__Stated problem A__.
Return the records that follow the research profile word for word, leaving out the pictures.

__Selected extract__.

::::

I am a physicist working on nonlinear physical systems, with a primary focus on morphology, interfacial phenomena, and computational modelling. My work combines statistical physics, continuum modelling, and machine learning approaches to study complex evolving structures and patterns.

• 🔬 My research focuses on:

  • Statistical and Nonequillibrium Physics
  • Wetting, Interfaces, and Morphological Evolution
  • Computational and Variational Modelling
  • Scientific Machine Learning for Physical Systems

• 📊 I am particularly interested in combining physics-based models with data-driven approaches for analysing evolving morphologies and extracting physically meaningful representations.

• 🤝 I am open to collaborations in soft matter physics, nonlinear systems, computational modelling, and scientific machine learning.

::::

__Records for the exercise__.
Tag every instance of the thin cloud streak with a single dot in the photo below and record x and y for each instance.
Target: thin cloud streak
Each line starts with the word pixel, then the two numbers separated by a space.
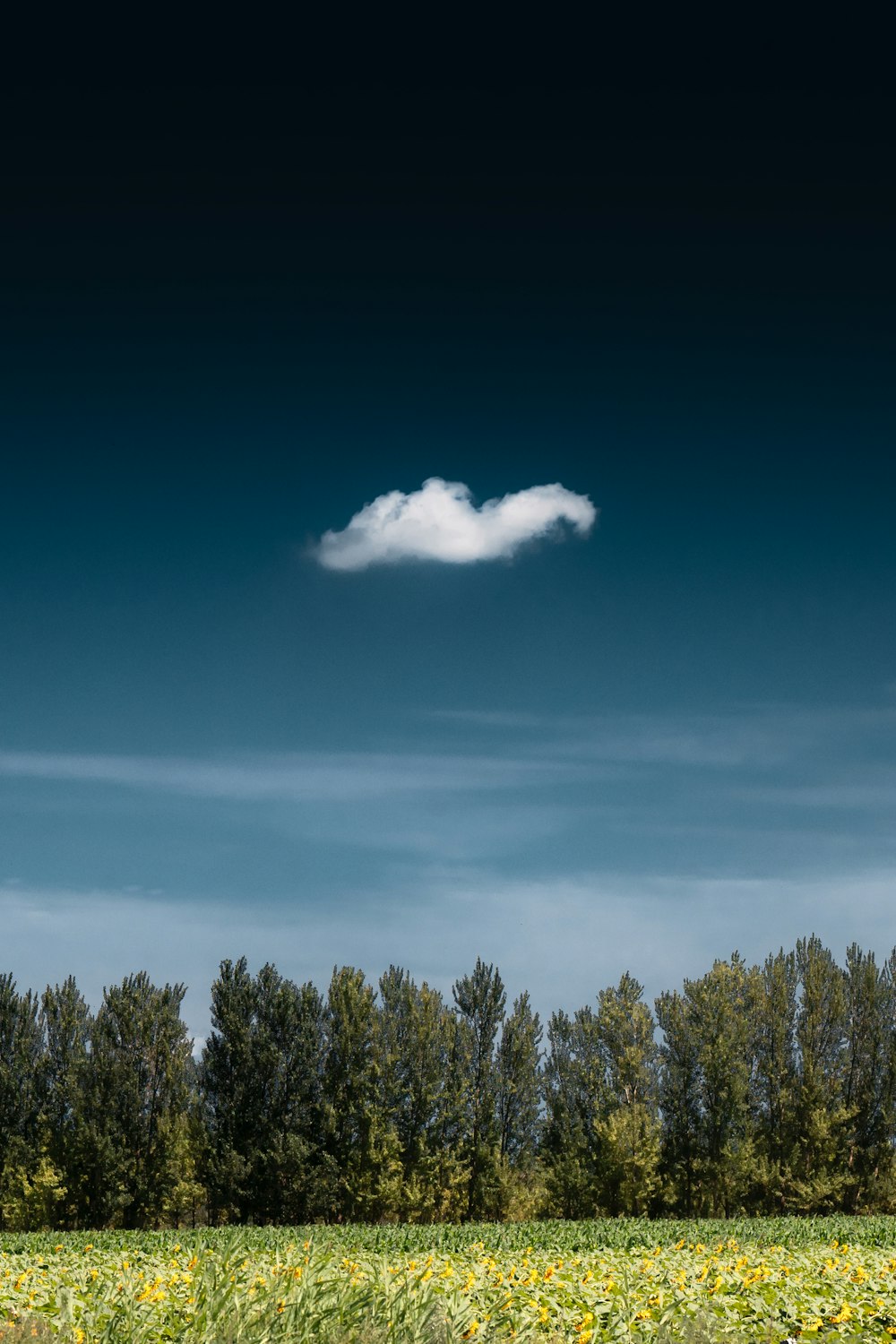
pixel 309 777
pixel 440 521
pixel 562 938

::::

__Stated problem B__.
From the research profile above, list the fields in which the author is open to collaborations.

__Complete answer A__.
Tag every instance of the thin cloud streak with a single dot in the photo below and record x and y for each instance.
Target: thin cloud streak
Each line starts with the word pixel, then the two numbers separated by a space.
pixel 309 777
pixel 440 521
pixel 562 938

__Complete answer B__.
- Soft matter physics
- Nonlinear systems
- Computational modelling
- Scientific machine learning